**APPLY WHAT YOU READ**.
**1)** Repeat the news article on the leaked crime-scene photo word for word, between "The St. Louis" and "killed as well.", inclusive.
**2)** Write the next part of the news article on the leaked crime-scene photo, beginning after its final sentence.

**TEXT EXCERPT**.
By Kathleen Berger
St. Louis (KSDK) - A photo showing the dead and bullet-riddled body of the man accused of killing a Deputy U.S. Marshal is being forwarded by text and email to countless people. The picture was taken at a secured scene and wasn't supposed to be made public.
The St. Louis Metropolitan Police Department, the U.S. Marshals Service and the FBI were all there as the shooting is a joint investigation. The FBI insists the photo was taken before they arrived. St. Louis police have launched an internal investigation and US Marshals are cooperating in that investigation.
Due to the graphic nature of the photo, NewsChannel 5 will not show it; but as we learned, so many people have already seen it.
Nina Barnette knows the house on Osage. It's next to the park where she walks. She says everyone knows what happened to the man who fired at authorities, killing a Deputy U.S. Marshal. Suspect Carlos Boles was shot and killed as well.
Deputy U.S. Marshal John Perry, along with Deputy Marshal Theodor Abegg and an unnamed St. Louis police officer, were attempting to serve an arrest warrant to Boles on charges of assaulting a law enforcement officer and drug possession.

[Collected data]
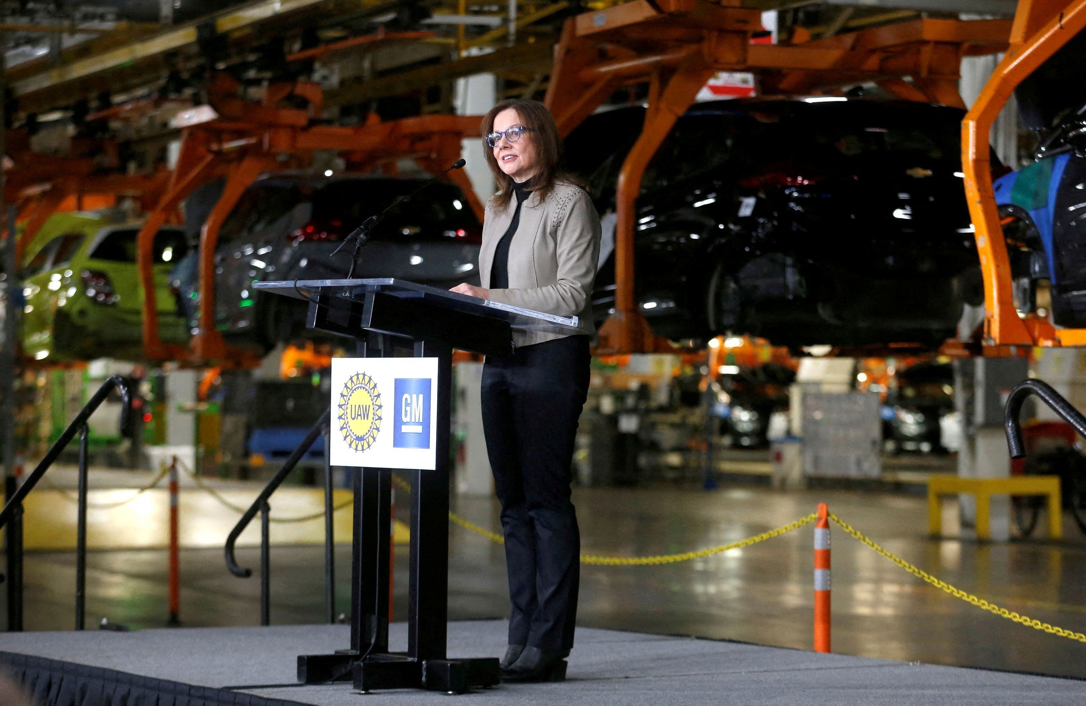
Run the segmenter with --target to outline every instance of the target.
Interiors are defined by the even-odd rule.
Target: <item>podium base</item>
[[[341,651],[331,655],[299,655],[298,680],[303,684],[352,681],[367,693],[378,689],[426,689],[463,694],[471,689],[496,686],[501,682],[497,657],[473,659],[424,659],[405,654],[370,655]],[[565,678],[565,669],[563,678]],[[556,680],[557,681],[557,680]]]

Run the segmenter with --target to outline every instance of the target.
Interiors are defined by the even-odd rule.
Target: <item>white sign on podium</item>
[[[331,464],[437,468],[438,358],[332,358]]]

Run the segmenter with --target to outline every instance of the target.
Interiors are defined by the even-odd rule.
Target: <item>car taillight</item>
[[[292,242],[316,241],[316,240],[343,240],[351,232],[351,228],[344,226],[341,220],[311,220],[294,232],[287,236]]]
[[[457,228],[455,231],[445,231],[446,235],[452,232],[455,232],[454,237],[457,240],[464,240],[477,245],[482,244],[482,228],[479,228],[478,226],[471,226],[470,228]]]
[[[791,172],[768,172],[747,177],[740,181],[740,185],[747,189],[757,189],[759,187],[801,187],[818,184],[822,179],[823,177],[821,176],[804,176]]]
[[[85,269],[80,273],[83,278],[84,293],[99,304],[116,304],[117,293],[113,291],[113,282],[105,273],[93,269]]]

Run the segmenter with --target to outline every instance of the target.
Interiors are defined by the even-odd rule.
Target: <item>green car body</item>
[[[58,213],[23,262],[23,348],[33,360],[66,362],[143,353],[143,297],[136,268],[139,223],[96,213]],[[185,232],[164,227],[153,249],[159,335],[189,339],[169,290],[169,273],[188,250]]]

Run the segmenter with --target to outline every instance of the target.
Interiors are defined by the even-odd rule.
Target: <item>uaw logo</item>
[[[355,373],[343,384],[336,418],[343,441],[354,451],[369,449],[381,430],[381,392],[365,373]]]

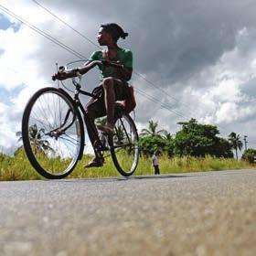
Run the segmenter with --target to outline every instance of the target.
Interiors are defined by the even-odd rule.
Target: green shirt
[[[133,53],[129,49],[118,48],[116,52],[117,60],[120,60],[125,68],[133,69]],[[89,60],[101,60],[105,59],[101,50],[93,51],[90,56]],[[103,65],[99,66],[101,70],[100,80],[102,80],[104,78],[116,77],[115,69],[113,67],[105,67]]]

**PER-TASK ANSWERS**.
**1)**
The St. Louis Metropolitan Police Department, the U.S. Marshals Service and the FBI were all there as the shooting is a joint investigation. The FBI insists the photo was taken before they arrived. St. Louis police have launched an internal investigation and US Marshals are cooperating in that investigation.
Due to the graphic nature of the photo, NewsChannel 5 will not show it; but as we learned, so many people have already seen it.
Nina Barnette knows the house on Osage. It's next to the park where she walks. She says everyone knows what happened to the man who fired at authorities, killing a Deputy U.S. Marshal. Suspect Carlos Boles was shot and killed as well.

**2)**
"I understand the police man's job, and I understand that it's dangerous and all of that, but come on. You don't have to go that route," said Barnette.
Barnette is disgusted that a member of law enforcement took a picture of Boles lying dead in a bloodied shirt. The photo spread like wildfire by text and email.
"My sister-in-law sent me that picture, someone sent it to her through text," said Tina Tate.
Tate got it last Wednesday. People who have received it say there's a caption: that the picture was taken by a cop. Some believe the underlying message is this is what happens to you if you shoot a cop.
One man who doesn't want to go on camera says the viral photo has even spread to Carlos Boles' mother and sisters.
"They're devastated. Because they haven't seen the body themselves, and they had to see it on the internet, and it's very devastating to them," the man sai.d
The St. Louis Metropolitan Police Department has launched an internal investigation. But say the FBI and US Marshals Service were also there. The FBI says the picture wasn't taken by one of them.
"Once the FBI took control of the crime scene, no one was allowed inside that house without wearing protective gear. I'm talking about the white suit and the booties. And in the photo, you can see somebody was in there without wearing protective gear," said FBI spokesperson Rebecca Wu.
The FBI says it's working with St. Louis PD on this matter.
"Photos are only taken for evidence, not for personal use, and not to mention it was very disrespectful," said Wu.
And there's fear in the community of possible retaliation.
"'Okay, fine, I can do better. I can be a better gangster or I can be badder than he was. And that's not going to happen to me,'" said Barnette.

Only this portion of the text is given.